» What is needed:
Can you print, unchanged, every line from the one holding "the white cloud" through the last line of the data, both ends included?
--- START Records supplied ---
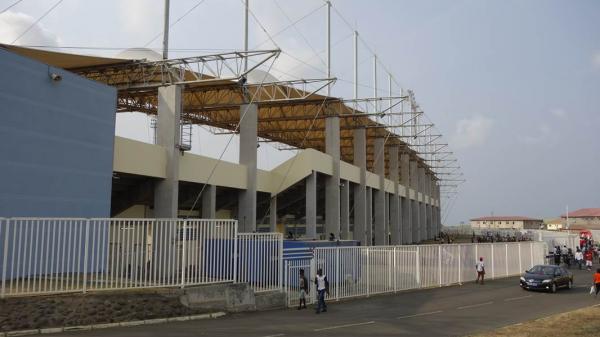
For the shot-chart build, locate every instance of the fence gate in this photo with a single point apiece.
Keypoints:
(296, 259)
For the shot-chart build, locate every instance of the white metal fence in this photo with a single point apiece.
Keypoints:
(364, 271)
(42, 256)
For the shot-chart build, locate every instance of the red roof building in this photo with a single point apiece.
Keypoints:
(584, 218)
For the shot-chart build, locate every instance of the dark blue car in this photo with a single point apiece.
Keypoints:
(546, 277)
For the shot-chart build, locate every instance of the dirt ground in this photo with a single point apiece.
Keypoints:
(579, 323)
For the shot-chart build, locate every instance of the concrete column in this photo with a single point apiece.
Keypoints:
(422, 205)
(273, 213)
(428, 222)
(380, 193)
(414, 177)
(311, 206)
(332, 184)
(345, 209)
(166, 191)
(406, 203)
(395, 234)
(209, 202)
(360, 190)
(248, 145)
(369, 228)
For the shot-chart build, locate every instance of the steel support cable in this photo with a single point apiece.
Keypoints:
(262, 27)
(242, 115)
(176, 21)
(11, 6)
(37, 21)
(290, 26)
(300, 33)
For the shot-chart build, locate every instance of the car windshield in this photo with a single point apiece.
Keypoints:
(541, 270)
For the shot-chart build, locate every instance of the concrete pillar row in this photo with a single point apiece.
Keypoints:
(380, 207)
(406, 203)
(360, 190)
(332, 184)
(273, 213)
(166, 191)
(248, 146)
(415, 215)
(311, 205)
(345, 209)
(395, 233)
(369, 228)
(209, 202)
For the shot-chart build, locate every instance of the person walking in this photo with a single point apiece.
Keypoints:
(322, 285)
(588, 256)
(597, 281)
(480, 267)
(579, 258)
(303, 282)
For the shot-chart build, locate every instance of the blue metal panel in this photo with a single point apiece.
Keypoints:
(56, 141)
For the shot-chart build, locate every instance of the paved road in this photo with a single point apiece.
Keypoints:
(450, 311)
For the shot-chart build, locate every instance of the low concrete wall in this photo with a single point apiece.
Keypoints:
(231, 297)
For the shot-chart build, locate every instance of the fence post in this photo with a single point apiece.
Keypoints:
(235, 251)
(183, 254)
(394, 270)
(506, 258)
(418, 261)
(520, 263)
(368, 270)
(280, 238)
(531, 252)
(5, 256)
(459, 265)
(85, 255)
(287, 284)
(337, 273)
(440, 264)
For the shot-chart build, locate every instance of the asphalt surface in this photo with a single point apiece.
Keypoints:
(448, 311)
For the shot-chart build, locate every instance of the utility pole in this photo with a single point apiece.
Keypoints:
(246, 10)
(166, 32)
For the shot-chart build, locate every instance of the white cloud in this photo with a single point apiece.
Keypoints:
(471, 132)
(12, 25)
(558, 112)
(596, 60)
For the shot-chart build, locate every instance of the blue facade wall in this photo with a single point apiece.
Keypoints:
(56, 141)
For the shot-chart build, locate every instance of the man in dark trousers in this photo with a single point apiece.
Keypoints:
(322, 287)
(480, 267)
(303, 282)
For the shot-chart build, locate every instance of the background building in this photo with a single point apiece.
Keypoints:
(555, 224)
(506, 222)
(584, 218)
--- END Records supplied ---
» Written answer:
For the shot-chart build, locate every instance of the white cloud in this photo with a single point apiece.
Keypoints:
(471, 132)
(12, 25)
(558, 112)
(596, 60)
For the shot-chart build, locate every instance of the blue facade wall in this photo with a single point apiece.
Keypoints:
(56, 141)
For the shot-chart build, locate every instance of the man in dark trousers in this photo with a single point apiece.
Keypoints:
(322, 287)
(480, 267)
(303, 282)
For the shot-chart build, locate every instance of the background building in this photo with a single point apiece.
Keypoints:
(555, 224)
(506, 222)
(584, 218)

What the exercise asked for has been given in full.